INSTRUCTIONS FOR THE TASK:
From the records below, keep only the lines that contain the string "chair", treating uppercase and lowercase as distinct. Copy each matching line in full.

[Point annotations for photographs]
============

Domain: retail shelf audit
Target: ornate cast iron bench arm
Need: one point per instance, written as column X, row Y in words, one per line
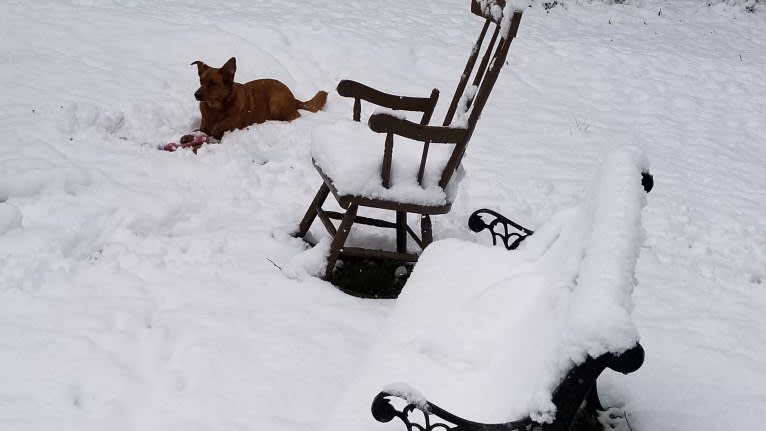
column 387, row 123
column 510, row 233
column 578, row 386
column 348, row 88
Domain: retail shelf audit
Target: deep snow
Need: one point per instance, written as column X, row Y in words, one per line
column 141, row 289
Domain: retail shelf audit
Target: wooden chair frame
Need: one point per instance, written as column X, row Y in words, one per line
column 484, row 80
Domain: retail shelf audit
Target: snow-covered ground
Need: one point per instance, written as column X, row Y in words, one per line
column 146, row 290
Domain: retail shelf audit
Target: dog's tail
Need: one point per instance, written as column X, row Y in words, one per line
column 316, row 103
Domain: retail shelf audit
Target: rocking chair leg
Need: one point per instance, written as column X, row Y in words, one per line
column 401, row 232
column 311, row 213
column 592, row 402
column 426, row 234
column 340, row 238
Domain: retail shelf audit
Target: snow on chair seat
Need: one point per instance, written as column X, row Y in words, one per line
column 347, row 152
column 516, row 339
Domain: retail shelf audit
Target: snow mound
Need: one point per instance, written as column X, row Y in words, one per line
column 489, row 334
column 10, row 217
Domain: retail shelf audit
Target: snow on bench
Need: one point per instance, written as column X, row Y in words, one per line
column 491, row 334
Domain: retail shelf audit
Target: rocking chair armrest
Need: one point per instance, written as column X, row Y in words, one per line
column 387, row 123
column 348, row 88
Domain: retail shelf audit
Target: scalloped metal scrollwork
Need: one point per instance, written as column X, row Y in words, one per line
column 509, row 232
column 384, row 411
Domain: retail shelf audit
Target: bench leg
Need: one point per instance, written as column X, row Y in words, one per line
column 312, row 211
column 340, row 238
column 426, row 234
column 401, row 232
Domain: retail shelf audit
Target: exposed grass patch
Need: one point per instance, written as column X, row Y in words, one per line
column 371, row 278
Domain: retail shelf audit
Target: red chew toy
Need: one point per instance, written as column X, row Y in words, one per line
column 189, row 141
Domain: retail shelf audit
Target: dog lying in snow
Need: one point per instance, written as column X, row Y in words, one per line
column 226, row 105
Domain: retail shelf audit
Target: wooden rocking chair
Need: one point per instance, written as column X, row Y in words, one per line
column 440, row 180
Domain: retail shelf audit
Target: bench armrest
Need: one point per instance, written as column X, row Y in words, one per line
column 348, row 88
column 387, row 123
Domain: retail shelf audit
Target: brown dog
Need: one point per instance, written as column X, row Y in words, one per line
column 226, row 105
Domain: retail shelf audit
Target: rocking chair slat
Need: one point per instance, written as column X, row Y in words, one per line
column 414, row 237
column 466, row 74
column 363, row 220
column 348, row 88
column 326, row 221
column 387, row 155
column 387, row 123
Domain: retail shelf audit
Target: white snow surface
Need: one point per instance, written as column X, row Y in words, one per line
column 147, row 290
column 496, row 348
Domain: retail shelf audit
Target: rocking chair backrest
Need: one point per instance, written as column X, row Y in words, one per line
column 493, row 11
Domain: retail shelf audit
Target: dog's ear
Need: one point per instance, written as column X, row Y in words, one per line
column 201, row 67
column 229, row 68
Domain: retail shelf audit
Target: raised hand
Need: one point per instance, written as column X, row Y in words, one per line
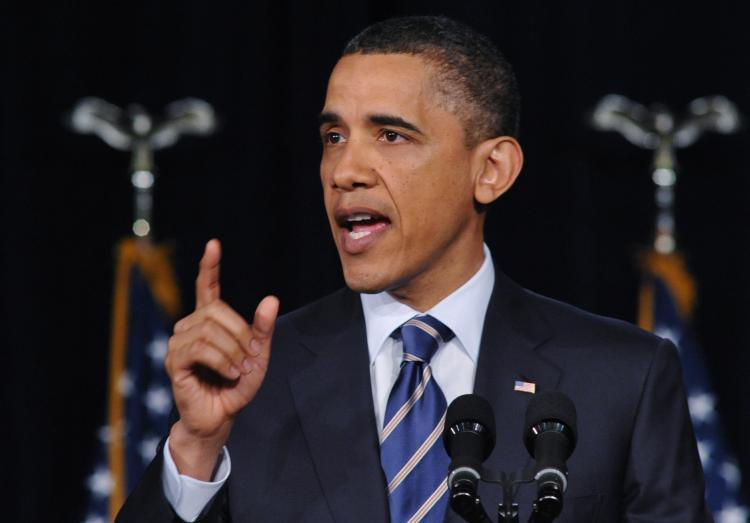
column 216, row 362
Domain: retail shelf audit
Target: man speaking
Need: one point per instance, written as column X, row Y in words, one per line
column 334, row 412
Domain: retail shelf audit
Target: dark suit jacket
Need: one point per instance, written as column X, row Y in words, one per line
column 306, row 448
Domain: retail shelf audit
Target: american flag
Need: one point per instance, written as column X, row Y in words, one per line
column 524, row 386
column 140, row 400
column 667, row 296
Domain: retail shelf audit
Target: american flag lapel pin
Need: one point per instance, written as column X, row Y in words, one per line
column 524, row 386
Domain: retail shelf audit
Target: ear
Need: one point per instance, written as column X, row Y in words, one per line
column 498, row 163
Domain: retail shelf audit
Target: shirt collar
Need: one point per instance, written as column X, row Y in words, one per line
column 462, row 311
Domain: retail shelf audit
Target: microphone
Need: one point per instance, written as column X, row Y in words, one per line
column 469, row 437
column 550, row 437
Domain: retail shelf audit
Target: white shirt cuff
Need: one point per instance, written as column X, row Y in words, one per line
column 189, row 496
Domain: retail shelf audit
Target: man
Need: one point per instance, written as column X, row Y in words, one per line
column 418, row 139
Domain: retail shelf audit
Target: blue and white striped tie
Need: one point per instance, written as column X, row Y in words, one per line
column 414, row 460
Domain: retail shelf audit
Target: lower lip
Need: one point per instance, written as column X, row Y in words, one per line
column 359, row 245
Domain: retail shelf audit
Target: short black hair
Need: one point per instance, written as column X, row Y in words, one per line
column 475, row 78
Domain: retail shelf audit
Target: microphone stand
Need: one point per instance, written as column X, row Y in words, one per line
column 507, row 511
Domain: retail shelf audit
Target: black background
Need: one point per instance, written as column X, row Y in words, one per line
column 569, row 229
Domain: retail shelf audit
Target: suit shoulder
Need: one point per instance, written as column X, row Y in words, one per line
column 323, row 315
column 576, row 329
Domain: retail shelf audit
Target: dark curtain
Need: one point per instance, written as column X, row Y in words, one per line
column 570, row 229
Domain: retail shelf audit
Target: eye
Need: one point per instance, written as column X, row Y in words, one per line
column 332, row 138
column 392, row 136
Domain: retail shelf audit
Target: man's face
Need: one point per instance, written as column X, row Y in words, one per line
column 396, row 177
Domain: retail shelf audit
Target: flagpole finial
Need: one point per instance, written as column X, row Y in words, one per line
column 657, row 129
column 136, row 131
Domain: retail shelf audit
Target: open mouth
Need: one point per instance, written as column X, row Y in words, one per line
column 362, row 224
column 358, row 225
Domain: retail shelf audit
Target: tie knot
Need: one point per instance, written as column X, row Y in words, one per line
column 422, row 336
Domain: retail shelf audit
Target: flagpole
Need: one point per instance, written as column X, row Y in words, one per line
column 145, row 298
column 667, row 291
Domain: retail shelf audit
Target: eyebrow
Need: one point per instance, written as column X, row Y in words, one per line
column 395, row 121
column 378, row 119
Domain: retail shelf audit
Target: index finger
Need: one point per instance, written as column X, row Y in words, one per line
column 207, row 287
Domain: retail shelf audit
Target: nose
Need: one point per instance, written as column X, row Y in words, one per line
column 351, row 168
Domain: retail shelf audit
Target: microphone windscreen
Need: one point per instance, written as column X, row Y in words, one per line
column 551, row 405
column 471, row 407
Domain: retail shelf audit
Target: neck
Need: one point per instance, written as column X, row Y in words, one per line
column 433, row 286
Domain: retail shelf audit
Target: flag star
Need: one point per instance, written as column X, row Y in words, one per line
column 704, row 450
column 147, row 448
column 669, row 333
column 730, row 473
column 158, row 400
column 702, row 407
column 125, row 384
column 157, row 349
column 732, row 514
column 101, row 482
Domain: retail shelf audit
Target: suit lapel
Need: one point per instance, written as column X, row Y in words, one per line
column 513, row 333
column 333, row 398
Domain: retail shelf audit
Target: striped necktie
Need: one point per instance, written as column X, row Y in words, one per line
column 414, row 461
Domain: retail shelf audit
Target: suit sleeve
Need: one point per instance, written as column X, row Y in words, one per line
column 664, row 477
column 148, row 504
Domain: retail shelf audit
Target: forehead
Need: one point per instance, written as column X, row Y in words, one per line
column 362, row 84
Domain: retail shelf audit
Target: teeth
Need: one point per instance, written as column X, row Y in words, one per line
column 359, row 217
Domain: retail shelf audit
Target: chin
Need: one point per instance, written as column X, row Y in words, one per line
column 365, row 282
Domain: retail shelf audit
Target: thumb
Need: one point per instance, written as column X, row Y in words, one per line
column 265, row 317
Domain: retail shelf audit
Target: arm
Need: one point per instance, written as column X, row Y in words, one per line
column 216, row 362
column 664, row 477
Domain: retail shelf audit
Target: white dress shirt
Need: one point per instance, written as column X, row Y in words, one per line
column 453, row 368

============

ANSWER BELOW:
Target: wooden chair frame
Target: rocking chair leg
Target: snow on chair seat
Target: rocking chair armrest
Target: wooden rocking chair
Target: rocking chair slat
Target: rocking chair backrest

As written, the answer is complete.